__Task statement__. The lines below, all of them, should be returned exactly as they appear.

(Stored entries)
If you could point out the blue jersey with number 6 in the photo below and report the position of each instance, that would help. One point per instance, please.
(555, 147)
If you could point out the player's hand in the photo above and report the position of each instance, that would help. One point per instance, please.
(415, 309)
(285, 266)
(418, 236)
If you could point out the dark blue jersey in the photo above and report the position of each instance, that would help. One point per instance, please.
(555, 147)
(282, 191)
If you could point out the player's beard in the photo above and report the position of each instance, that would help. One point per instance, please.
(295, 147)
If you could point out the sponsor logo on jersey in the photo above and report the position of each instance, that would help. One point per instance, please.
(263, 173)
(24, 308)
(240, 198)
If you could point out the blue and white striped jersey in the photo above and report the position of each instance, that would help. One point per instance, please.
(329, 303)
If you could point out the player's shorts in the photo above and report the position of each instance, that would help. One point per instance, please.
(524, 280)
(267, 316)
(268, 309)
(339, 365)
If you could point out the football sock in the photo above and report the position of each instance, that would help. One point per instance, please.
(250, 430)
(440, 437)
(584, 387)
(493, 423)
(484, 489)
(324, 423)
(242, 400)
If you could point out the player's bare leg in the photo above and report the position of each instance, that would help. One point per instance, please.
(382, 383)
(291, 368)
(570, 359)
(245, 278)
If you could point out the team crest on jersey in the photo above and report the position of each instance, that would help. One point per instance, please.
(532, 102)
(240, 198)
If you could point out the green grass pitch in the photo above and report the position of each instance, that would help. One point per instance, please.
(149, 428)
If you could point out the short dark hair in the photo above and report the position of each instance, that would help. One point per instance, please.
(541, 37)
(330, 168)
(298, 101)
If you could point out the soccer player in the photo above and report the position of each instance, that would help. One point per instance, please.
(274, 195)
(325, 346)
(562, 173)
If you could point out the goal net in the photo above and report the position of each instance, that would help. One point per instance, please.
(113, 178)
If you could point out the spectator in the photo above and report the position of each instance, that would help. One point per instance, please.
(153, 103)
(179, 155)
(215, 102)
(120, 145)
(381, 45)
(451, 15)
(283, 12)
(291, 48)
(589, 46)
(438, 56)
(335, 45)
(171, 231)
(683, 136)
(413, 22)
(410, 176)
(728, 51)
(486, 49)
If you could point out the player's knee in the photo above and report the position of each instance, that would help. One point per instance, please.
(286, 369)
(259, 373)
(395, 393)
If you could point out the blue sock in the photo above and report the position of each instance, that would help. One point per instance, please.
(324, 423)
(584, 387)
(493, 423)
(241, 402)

__Final answer__.
If you could point out the blue jersey with number 6 in the photo below and report the position of each instance, that would help. One point per instance, please.
(555, 147)
If you could point out the player's hand in the photo above and report the position of each instance, that would help. One point per instance, please.
(415, 309)
(285, 266)
(418, 236)
If you could point out the dark blue jersey in the photo above and report the position of each instance, that would help. One point per instance, please.
(555, 147)
(282, 191)
If you could point out the player's beard in the photo above and report the position of each instance, that would help. One point per instance, please.
(295, 147)
If you could point out the sponsor logo on jersey in the photo above and report the position of each instance, that would help. One point per instance, please.
(263, 173)
(24, 308)
(240, 198)
If you could point out the blue and white striped jersey in the photo above and report the position of each instance, that would help. One point per instance, please.
(329, 303)
If you could point out the player's shorts in the photo above and report the position of each instance, that would help. One point per instance, please.
(524, 280)
(267, 316)
(268, 309)
(339, 365)
If you could point out the football sock in the photo above and report the position of each instance, that would help. One point per instance, please.
(250, 430)
(440, 437)
(584, 387)
(493, 423)
(484, 489)
(324, 423)
(242, 400)
If you could point out the player's bare leg in the photo above and report the position of each instance, that would help. One point per instance, please.
(382, 383)
(291, 368)
(570, 359)
(245, 278)
If you could point out the team crest on jersey in the photo above and report the position of each instance, that would help. One point per instance, please.
(532, 102)
(240, 198)
If you could point out the green grass pitch in the photo above and report the position of each instance, that would help. One point per instance, please.
(149, 428)
If you could point out the short dark hair in the photo above and report the position of each instance, that would help. One point per instance, please.
(541, 37)
(330, 168)
(298, 101)
If you could point out the soccer player in the photo above and report the position of each instance, that would help. One point per instance, please.
(274, 195)
(325, 346)
(562, 173)
If you could point out the goal net in the photo above and report the position of each instance, that would help. One point per instance, please.
(113, 178)
If you could point out the spectator in the photo above and report the position of each instance, that would help. One point per instance, please.
(153, 103)
(179, 155)
(215, 102)
(120, 145)
(381, 45)
(451, 15)
(283, 12)
(291, 48)
(589, 46)
(438, 56)
(335, 45)
(171, 231)
(683, 136)
(413, 22)
(410, 176)
(728, 51)
(486, 49)
If you could point out the player's knee in the photo above and report the position of each instance, that would help. One point per instance, please.
(286, 369)
(259, 373)
(395, 393)
If you could point out the blue sock in the photo above and report the position of each instance, that would help. One point per instance, please.
(324, 423)
(584, 387)
(493, 423)
(241, 402)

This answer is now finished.